**** Material for this task ****

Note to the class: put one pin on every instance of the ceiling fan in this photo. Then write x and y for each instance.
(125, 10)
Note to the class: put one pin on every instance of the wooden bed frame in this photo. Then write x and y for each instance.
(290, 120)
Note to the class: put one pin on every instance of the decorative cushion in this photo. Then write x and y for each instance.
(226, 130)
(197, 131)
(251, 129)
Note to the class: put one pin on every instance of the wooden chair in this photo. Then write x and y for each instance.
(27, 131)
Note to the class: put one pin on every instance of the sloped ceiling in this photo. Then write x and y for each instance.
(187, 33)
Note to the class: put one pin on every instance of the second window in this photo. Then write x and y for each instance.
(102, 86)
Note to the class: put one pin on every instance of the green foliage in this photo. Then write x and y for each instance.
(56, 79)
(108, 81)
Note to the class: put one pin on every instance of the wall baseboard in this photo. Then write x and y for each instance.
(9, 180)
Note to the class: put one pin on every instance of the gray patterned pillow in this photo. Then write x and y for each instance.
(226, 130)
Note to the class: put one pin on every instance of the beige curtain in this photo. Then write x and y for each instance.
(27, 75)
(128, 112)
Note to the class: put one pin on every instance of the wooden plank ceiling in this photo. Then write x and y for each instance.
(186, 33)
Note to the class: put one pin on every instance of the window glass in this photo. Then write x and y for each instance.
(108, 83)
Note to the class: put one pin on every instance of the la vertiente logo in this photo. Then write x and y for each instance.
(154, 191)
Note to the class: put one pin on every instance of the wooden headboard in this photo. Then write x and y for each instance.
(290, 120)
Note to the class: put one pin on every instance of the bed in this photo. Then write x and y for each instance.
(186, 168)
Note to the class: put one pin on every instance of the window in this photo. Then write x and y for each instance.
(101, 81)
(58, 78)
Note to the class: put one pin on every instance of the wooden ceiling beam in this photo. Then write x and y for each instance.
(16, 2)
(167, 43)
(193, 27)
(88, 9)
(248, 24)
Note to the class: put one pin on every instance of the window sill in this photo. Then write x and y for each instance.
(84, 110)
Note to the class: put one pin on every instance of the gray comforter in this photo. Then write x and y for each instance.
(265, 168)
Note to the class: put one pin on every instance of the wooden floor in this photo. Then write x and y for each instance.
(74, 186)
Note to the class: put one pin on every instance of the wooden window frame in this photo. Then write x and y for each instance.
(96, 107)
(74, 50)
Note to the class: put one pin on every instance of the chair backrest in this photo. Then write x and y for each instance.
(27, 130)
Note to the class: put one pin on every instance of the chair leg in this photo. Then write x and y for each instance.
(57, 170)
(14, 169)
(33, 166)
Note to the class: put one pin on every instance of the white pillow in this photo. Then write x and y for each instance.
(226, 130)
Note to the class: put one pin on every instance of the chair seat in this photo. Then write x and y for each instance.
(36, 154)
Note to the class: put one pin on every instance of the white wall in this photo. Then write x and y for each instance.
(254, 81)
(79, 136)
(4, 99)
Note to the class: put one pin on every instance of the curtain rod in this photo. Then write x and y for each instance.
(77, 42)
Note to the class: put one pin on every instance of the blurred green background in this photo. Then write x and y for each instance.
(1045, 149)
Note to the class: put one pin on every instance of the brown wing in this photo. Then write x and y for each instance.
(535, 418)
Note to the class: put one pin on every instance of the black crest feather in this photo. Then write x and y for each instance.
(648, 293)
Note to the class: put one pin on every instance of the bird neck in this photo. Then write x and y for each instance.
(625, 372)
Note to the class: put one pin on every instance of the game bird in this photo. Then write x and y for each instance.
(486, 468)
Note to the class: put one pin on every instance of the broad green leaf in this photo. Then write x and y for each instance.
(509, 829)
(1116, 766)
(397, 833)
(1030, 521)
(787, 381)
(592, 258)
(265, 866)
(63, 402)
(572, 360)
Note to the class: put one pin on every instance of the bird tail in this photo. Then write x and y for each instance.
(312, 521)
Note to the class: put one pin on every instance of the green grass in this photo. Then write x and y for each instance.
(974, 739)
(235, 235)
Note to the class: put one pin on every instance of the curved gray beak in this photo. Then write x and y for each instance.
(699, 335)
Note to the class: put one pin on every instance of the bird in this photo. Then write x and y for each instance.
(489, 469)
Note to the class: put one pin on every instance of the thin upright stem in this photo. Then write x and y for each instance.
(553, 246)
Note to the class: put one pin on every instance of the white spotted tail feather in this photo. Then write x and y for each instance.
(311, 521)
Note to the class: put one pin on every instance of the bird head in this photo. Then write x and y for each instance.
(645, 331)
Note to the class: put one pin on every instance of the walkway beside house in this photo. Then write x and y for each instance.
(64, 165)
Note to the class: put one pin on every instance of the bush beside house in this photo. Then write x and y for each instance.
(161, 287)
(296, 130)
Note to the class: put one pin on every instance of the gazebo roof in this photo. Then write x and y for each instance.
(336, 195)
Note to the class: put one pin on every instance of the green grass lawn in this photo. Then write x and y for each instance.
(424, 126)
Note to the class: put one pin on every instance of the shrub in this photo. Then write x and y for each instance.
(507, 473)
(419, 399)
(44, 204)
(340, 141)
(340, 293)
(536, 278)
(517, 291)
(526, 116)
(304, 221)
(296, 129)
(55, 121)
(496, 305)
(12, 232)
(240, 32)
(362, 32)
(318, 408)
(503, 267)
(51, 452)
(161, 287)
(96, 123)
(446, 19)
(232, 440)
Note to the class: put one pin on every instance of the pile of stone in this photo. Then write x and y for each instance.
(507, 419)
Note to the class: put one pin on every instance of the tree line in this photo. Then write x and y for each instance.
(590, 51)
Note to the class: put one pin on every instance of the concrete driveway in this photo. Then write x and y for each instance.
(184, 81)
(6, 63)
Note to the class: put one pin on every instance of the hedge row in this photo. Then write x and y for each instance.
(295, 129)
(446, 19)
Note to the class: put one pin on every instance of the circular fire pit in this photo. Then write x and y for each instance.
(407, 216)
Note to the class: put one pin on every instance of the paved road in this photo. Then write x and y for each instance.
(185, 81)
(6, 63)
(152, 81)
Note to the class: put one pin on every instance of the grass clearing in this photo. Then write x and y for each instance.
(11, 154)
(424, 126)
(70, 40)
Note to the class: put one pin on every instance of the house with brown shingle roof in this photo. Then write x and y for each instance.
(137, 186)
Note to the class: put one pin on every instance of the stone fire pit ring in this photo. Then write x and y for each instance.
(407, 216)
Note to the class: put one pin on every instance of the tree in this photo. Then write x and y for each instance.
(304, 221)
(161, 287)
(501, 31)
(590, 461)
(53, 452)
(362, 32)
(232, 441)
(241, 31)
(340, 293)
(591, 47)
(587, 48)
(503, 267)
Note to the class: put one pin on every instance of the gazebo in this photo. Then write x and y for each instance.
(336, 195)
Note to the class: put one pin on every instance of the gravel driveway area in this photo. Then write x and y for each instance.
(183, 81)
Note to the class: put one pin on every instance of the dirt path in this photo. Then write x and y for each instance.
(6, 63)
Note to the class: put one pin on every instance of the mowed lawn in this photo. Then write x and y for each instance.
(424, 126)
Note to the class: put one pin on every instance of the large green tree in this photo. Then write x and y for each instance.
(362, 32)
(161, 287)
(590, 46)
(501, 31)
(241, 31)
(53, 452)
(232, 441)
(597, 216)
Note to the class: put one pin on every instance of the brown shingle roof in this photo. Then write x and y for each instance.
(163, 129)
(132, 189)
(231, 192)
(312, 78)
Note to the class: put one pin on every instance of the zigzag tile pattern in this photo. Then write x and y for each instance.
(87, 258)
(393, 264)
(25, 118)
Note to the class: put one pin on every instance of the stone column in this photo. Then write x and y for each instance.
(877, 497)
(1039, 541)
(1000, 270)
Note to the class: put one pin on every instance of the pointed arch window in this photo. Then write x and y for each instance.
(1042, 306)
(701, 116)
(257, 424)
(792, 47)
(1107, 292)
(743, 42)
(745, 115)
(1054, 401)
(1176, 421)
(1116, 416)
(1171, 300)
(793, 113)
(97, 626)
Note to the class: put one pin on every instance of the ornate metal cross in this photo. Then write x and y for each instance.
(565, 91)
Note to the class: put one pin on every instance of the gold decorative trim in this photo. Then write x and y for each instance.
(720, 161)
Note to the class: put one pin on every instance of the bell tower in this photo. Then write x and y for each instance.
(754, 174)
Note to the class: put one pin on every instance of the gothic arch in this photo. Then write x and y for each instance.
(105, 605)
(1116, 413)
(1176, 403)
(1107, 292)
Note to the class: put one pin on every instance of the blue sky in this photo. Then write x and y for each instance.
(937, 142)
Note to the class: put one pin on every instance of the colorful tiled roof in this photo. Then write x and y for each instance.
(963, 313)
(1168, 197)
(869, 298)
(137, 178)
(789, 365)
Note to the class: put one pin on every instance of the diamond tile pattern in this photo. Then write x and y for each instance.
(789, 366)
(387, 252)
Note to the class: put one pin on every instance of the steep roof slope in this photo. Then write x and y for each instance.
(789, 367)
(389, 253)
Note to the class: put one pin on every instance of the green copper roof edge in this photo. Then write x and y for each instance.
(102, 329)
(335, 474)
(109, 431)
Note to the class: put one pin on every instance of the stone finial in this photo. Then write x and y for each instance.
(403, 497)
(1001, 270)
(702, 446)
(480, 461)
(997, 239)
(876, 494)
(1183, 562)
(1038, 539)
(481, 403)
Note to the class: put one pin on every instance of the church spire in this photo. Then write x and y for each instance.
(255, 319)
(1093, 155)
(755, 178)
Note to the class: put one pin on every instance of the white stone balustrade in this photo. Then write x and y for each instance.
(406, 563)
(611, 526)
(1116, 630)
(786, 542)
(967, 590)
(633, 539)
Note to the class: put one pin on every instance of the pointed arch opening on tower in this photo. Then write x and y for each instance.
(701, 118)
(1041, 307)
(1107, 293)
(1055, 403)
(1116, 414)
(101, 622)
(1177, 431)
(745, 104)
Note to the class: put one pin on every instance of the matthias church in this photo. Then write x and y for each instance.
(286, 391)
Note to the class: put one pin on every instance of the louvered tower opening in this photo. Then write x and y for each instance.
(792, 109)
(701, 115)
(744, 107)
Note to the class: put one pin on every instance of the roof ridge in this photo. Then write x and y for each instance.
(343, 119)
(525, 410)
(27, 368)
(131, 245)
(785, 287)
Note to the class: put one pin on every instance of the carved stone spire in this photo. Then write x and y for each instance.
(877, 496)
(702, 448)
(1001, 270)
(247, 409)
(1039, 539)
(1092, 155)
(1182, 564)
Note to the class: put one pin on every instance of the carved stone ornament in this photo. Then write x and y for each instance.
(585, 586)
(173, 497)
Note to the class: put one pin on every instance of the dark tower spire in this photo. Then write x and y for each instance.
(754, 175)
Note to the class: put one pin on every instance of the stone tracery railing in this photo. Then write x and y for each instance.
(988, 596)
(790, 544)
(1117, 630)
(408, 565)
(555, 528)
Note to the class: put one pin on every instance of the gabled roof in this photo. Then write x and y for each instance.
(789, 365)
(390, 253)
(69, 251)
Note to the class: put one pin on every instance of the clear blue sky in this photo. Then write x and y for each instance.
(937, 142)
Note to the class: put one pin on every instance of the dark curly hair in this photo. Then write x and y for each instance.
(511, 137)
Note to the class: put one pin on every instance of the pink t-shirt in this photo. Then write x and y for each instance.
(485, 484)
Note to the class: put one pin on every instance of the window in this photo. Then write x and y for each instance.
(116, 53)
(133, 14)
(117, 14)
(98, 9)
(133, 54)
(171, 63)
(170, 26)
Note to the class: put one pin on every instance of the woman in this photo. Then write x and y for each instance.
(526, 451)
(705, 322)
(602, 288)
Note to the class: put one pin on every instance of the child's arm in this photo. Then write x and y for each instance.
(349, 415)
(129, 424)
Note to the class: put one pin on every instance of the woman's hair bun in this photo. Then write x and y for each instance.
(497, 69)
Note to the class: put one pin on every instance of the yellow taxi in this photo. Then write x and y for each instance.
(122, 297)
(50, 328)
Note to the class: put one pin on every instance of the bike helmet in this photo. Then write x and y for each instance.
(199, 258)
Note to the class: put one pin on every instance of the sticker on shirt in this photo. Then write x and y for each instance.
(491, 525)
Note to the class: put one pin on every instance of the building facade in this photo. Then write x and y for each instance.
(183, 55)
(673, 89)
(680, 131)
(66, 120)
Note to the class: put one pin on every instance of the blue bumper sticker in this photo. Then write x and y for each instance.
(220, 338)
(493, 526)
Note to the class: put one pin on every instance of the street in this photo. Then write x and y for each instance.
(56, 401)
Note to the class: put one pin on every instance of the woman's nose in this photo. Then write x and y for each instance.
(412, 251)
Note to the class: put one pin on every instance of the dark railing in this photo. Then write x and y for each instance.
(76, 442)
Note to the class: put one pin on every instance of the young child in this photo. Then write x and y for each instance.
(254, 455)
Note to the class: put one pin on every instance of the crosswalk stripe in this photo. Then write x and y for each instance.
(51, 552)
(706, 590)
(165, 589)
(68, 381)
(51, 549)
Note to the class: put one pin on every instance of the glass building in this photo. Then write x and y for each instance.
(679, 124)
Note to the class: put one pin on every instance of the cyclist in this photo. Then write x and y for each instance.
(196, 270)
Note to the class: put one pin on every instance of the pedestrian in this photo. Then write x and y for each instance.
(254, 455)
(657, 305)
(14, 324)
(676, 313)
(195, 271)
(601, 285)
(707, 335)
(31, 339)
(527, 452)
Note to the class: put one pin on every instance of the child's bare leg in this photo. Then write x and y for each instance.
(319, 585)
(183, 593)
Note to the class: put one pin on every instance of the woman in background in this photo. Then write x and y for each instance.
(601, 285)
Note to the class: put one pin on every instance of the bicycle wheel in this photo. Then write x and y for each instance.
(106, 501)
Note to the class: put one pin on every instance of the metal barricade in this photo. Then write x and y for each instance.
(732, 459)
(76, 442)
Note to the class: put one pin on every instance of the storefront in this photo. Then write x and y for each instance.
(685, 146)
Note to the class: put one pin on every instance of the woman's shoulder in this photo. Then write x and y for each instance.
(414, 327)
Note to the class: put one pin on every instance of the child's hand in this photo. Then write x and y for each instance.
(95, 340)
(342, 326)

****

■ Task
Leave out every line before the one containing "of the glass"; set down that line and all remaining lines of the material exactly.

■ Solution to this exercise
Note to the class: put one pin on every instance of the glass building in this photo. Then write x and y for each instance.
(679, 124)
Note to the class: put one pin on every instance of the cyclist in this photo. Then write x and y for each instance.
(196, 270)
Note to the class: put one pin on every instance of the pedestrian in this photo. Then write x and y for each instance.
(254, 455)
(657, 305)
(14, 324)
(676, 313)
(195, 271)
(601, 285)
(707, 335)
(31, 339)
(527, 452)
Note to the class: put one pin on every instance of the child's bare leg in this photo. Then write x and y for each instance.
(319, 585)
(183, 593)
Note to the class: put one pin on every instance of the woman in background in this photo. Then write x and y for each instance.
(601, 285)
Note to the class: put one pin on every instance of the bicycle wheel in this photo. Then write x and y for each instance.
(106, 501)
Note to the class: put one pin on every instance of the metal barricade in this photo. Then write x and y for each instance.
(732, 459)
(76, 442)
Note to the class: put one pin on every instance of the storefront in this photo. Then write x and y for each instance.
(685, 146)
Note to the class: put one pin on every instance of the woman's shoulder in this photo. Then write x and y for each instance.
(414, 327)
Note to the class: put one pin on every instance of the child's hand in this photo. Then write x and y for each instance.
(95, 340)
(342, 326)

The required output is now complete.